#### GOAL OF THE EXERCISE
Pull out every line of the items that contains the string "lace", matching case exactly.

#### DATA EXCERPTS
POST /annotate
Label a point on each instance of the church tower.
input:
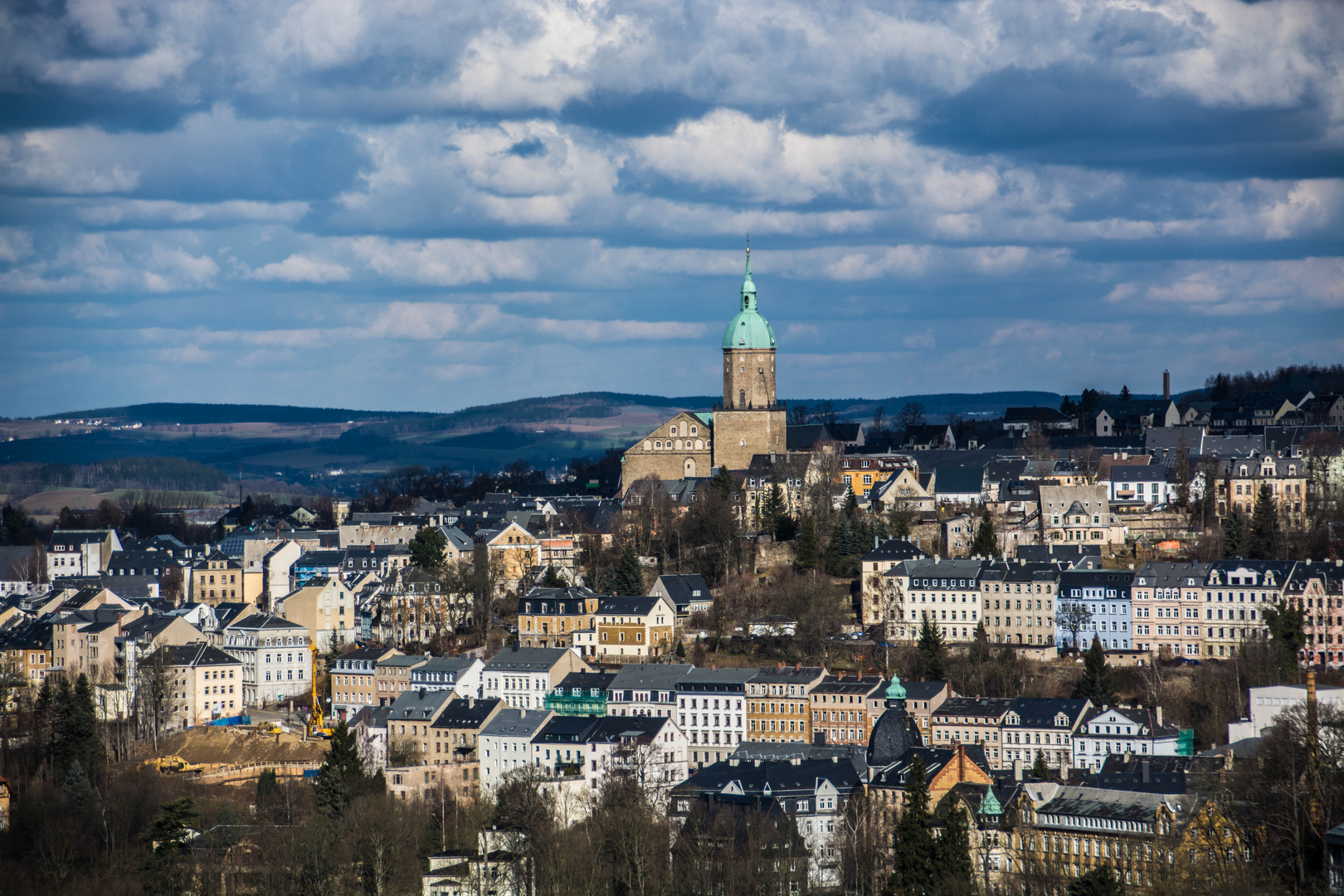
(750, 421)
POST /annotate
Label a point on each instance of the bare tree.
(1073, 617)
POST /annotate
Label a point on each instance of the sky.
(424, 206)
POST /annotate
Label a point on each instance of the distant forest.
(149, 473)
(190, 414)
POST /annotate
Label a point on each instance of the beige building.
(632, 629)
(750, 421)
(206, 684)
(1079, 514)
(325, 607)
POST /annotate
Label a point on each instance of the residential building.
(275, 655)
(217, 578)
(455, 735)
(325, 607)
(1105, 597)
(923, 700)
(1019, 605)
(1140, 484)
(960, 485)
(550, 617)
(353, 679)
(392, 676)
(522, 677)
(777, 703)
(812, 794)
(972, 722)
(206, 683)
(1283, 477)
(409, 727)
(713, 711)
(1166, 603)
(882, 559)
(581, 694)
(945, 592)
(460, 674)
(1237, 592)
(645, 689)
(1040, 724)
(1079, 514)
(1317, 589)
(1118, 730)
(635, 626)
(845, 711)
(81, 551)
(500, 865)
(650, 750)
(687, 592)
(505, 742)
(1066, 832)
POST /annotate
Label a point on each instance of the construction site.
(234, 755)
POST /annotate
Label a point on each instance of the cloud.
(300, 269)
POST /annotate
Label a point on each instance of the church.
(750, 419)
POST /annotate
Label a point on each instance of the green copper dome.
(747, 329)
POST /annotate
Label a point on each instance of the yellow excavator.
(173, 765)
(316, 723)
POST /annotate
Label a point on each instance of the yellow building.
(778, 704)
(631, 629)
(325, 607)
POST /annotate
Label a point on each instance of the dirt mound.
(241, 747)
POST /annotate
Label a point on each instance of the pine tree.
(1234, 533)
(953, 852)
(628, 575)
(1262, 540)
(986, 543)
(340, 774)
(932, 652)
(1096, 684)
(806, 547)
(916, 853)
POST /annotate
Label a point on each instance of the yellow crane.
(316, 727)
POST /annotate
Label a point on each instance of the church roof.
(747, 329)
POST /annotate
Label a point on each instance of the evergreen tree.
(1098, 881)
(916, 853)
(806, 547)
(1234, 533)
(1096, 684)
(1262, 540)
(979, 650)
(953, 852)
(986, 543)
(628, 575)
(427, 548)
(342, 772)
(932, 652)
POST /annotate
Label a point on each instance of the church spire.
(747, 286)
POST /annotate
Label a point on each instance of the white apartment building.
(275, 655)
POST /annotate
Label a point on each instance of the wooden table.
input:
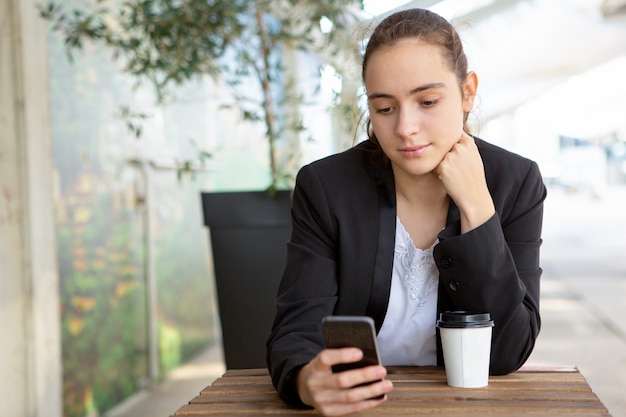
(556, 391)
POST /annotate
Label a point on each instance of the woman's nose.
(407, 123)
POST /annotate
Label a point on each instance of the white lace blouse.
(407, 336)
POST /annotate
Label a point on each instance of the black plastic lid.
(464, 319)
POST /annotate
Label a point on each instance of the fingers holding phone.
(341, 379)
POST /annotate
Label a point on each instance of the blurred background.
(106, 279)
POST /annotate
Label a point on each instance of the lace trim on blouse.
(417, 269)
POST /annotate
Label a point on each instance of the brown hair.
(425, 26)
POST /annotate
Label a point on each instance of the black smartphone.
(352, 331)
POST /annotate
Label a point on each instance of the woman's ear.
(470, 86)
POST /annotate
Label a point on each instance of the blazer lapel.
(383, 264)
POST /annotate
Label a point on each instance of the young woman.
(419, 219)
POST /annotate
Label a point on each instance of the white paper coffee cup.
(466, 344)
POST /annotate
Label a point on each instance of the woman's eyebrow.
(416, 90)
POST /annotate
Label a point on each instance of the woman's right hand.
(335, 394)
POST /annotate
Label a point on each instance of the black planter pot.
(248, 234)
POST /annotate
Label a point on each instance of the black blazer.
(340, 257)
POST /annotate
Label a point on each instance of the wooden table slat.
(555, 391)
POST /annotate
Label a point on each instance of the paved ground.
(583, 306)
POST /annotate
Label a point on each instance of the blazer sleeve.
(495, 267)
(308, 289)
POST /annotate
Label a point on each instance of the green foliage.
(239, 42)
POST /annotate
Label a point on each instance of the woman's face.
(416, 105)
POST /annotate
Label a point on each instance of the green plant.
(241, 43)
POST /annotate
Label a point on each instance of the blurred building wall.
(30, 367)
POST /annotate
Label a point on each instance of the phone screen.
(352, 331)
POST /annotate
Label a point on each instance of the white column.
(30, 353)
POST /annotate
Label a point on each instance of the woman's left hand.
(463, 175)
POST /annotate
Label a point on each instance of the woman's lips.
(414, 151)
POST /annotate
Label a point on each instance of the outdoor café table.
(535, 391)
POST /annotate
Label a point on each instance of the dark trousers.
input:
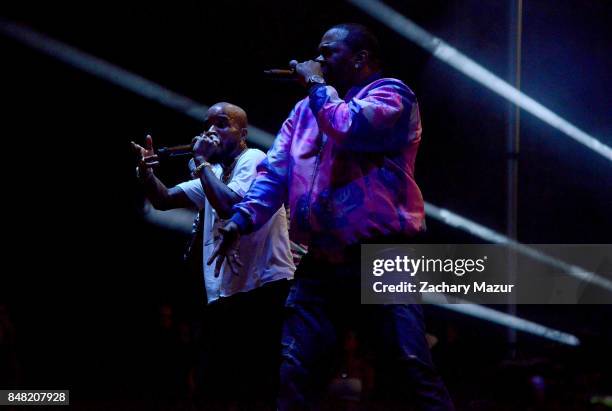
(239, 360)
(325, 300)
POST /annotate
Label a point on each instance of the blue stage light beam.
(459, 61)
(117, 75)
(504, 319)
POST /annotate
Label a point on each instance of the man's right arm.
(160, 196)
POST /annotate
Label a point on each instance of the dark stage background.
(85, 277)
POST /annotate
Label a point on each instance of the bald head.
(232, 111)
(227, 124)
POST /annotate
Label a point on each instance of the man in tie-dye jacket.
(344, 163)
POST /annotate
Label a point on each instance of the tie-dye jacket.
(344, 167)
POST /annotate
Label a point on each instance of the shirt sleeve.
(385, 119)
(245, 171)
(194, 190)
(269, 191)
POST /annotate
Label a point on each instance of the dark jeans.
(239, 360)
(325, 300)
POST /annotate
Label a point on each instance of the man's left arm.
(385, 119)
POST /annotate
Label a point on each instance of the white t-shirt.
(265, 253)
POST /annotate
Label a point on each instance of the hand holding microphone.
(204, 146)
(147, 159)
(305, 73)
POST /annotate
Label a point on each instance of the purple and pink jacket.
(344, 167)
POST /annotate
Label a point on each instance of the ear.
(362, 58)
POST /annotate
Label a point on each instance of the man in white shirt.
(225, 169)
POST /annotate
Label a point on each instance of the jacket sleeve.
(384, 119)
(269, 190)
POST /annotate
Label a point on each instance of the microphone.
(283, 74)
(175, 151)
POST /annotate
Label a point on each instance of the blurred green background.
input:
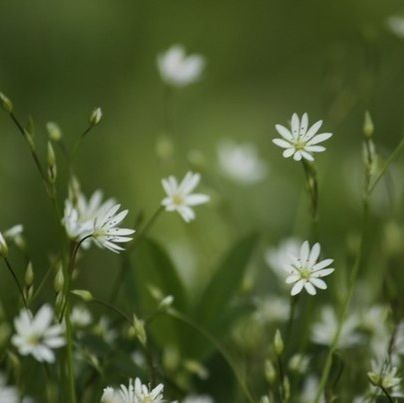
(265, 60)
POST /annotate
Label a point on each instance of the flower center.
(178, 199)
(305, 272)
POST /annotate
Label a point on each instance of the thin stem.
(125, 263)
(16, 281)
(388, 162)
(182, 318)
(352, 281)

#### FINAL ANSWER
Label a point on each instance of the white lace blouse.
Label a point on each instance of the lace trim on blouse.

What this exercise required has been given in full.